[GIVEN ENTRIES — start]

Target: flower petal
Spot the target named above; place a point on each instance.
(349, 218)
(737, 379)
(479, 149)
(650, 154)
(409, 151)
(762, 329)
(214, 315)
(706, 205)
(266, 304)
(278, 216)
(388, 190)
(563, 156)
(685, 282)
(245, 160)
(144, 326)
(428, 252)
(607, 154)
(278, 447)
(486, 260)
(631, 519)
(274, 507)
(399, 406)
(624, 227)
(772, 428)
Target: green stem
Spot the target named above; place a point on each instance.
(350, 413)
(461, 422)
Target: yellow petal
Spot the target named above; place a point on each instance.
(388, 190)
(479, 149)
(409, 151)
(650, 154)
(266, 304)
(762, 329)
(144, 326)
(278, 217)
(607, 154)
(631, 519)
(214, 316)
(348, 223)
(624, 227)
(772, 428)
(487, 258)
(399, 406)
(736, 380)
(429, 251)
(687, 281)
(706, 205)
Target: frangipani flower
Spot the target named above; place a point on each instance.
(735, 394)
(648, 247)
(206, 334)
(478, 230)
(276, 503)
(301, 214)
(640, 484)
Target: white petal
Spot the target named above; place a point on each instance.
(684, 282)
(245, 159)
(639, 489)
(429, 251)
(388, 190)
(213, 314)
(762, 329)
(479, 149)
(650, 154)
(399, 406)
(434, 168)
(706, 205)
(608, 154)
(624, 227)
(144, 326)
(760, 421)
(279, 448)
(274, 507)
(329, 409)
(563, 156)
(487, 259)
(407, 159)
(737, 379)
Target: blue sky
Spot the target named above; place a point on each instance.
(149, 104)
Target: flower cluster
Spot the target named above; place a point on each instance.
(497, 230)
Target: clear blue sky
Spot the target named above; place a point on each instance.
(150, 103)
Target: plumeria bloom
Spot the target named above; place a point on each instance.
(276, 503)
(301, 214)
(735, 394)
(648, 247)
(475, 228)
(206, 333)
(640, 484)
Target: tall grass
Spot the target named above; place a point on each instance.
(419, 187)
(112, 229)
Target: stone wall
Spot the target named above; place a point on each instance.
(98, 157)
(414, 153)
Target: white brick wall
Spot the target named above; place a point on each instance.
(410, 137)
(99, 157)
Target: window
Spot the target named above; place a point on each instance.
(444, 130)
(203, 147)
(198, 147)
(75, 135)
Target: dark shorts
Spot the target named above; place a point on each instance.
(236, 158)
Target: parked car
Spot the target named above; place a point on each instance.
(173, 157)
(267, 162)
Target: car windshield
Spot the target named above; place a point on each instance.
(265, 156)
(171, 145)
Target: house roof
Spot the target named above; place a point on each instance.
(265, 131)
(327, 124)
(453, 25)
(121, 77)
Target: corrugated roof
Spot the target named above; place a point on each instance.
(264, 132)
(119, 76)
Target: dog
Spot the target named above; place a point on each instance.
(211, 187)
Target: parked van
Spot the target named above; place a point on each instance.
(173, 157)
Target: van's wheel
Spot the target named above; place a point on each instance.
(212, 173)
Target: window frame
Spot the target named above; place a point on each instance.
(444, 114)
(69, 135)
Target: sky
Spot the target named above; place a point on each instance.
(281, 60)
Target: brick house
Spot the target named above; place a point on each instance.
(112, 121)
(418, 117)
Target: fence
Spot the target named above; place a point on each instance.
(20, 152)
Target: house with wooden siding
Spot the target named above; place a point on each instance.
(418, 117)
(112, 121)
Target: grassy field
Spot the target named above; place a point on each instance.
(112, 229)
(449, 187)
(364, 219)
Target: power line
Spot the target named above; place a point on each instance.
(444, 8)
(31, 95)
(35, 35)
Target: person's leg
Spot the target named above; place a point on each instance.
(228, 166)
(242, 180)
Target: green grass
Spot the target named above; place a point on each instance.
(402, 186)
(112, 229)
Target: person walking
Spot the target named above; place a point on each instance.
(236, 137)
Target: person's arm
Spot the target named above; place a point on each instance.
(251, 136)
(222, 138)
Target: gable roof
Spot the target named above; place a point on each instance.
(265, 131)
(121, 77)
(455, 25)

[GIVEN ENTRIES — finish]

WORK TO BE COMPLETED: Print each line of the data exactly. Keep all of it.

ANSWER TO THE EXERCISE:
Target: flower petal
Spot the target named above; place a point on each instance.
(349, 218)
(737, 379)
(479, 149)
(650, 154)
(409, 151)
(762, 329)
(214, 315)
(706, 205)
(266, 304)
(278, 216)
(388, 190)
(563, 156)
(685, 282)
(245, 160)
(144, 326)
(428, 252)
(607, 154)
(278, 447)
(486, 260)
(631, 519)
(274, 507)
(399, 406)
(624, 227)
(772, 428)
Target: green stem
Spot the target named above; place a point on each instance.
(350, 413)
(461, 422)
Target: yellow petal
Spot the target named above; place a point on each instance.
(388, 190)
(479, 149)
(409, 151)
(650, 154)
(266, 304)
(762, 329)
(144, 326)
(278, 217)
(607, 154)
(631, 519)
(214, 316)
(348, 223)
(624, 227)
(772, 428)
(487, 258)
(399, 406)
(736, 380)
(429, 251)
(687, 281)
(706, 205)
Target: frangipani flower
Spot the target named above; place a point on each instance.
(735, 394)
(648, 247)
(206, 334)
(478, 230)
(276, 503)
(301, 214)
(640, 484)
Target: white petal
Spot the target named above; place a point on each instance.
(684, 282)
(245, 159)
(639, 489)
(429, 251)
(388, 190)
(213, 314)
(762, 329)
(479, 149)
(650, 154)
(399, 406)
(434, 168)
(706, 205)
(608, 154)
(624, 227)
(144, 326)
(760, 421)
(279, 448)
(274, 507)
(329, 409)
(563, 156)
(487, 259)
(407, 159)
(737, 379)
Target: blue sky
Spot the target named above; place a point on each instance.
(149, 104)
Target: flower cluster
Spot the target named above; place a point on each instance.
(497, 230)
Target: clear blue sky
Spot the target named above; place a point on each instance.
(150, 103)
Target: plumeria bloom
Spot the target named above; place a point on each instance.
(276, 503)
(301, 214)
(735, 394)
(648, 247)
(475, 228)
(206, 333)
(640, 484)
Target: tall grass
Spot the target named above; place a point on each instance.
(419, 187)
(112, 229)
Target: stone wall
Spot the target named above; place a point on each instance.
(98, 157)
(414, 153)
Target: white brick wall
Spot the target named above; place a point on each instance.
(410, 137)
(99, 157)
Target: window
Spot the target named above; place a point on each instance.
(444, 130)
(203, 147)
(198, 147)
(75, 135)
Target: dark shorts
Spot the target named above; place a point on each instance.
(236, 158)
Target: parked car
Spot the target named above; place a point on each instance.
(173, 157)
(267, 162)
Target: car windshield
Spot the target named above; place a point on each instance.
(265, 156)
(171, 145)
Target: house roof
Spot the target named above; place a point on each instance.
(265, 131)
(327, 124)
(453, 25)
(121, 77)
Target: corrugated roof
Spot the target named above; place a point on each instance.
(264, 132)
(119, 76)
Target: dog
Spot the target named above; place a point on each instance.
(211, 187)
Target: parked van
Spot the target named above; place a point on each instance.
(173, 157)
Target: van's wheel
Spot the target named above; place a point on each instance.
(212, 173)
Target: window frame
Spot the target named above; place a point on each instance.
(444, 114)
(69, 135)
Target: sky
Spot the target named above; place a point on each instance.
(281, 60)
Target: brick house
Spot the target named above; place a point on each instance.
(112, 121)
(418, 117)
Target: fence
Spot the target named above; place a point on each instance.
(20, 152)
Target: house with wooden siding
Spot the target named above; place a point on each instance.
(418, 117)
(112, 121)
Target: grassy field
Spot the target named above; place a point on each instance.
(112, 229)
(449, 187)
(364, 219)
Target: power line
Spot the target named above; place a point on each instance.
(444, 8)
(31, 95)
(35, 35)
Target: person's leg
Spot the target named above; place a point on each instance.
(228, 166)
(242, 180)
Target: green grass
Spot the target named above; place a point on each instance.
(402, 186)
(112, 229)
Target: person walking
Spot the target named above; place a point on each instance.
(236, 137)
Target: person's arm
Spot the target named above; place a point on each instance.
(251, 136)
(222, 138)
Target: gable roof
Spot the target named above; place a point on each instance.
(265, 131)
(121, 77)
(455, 25)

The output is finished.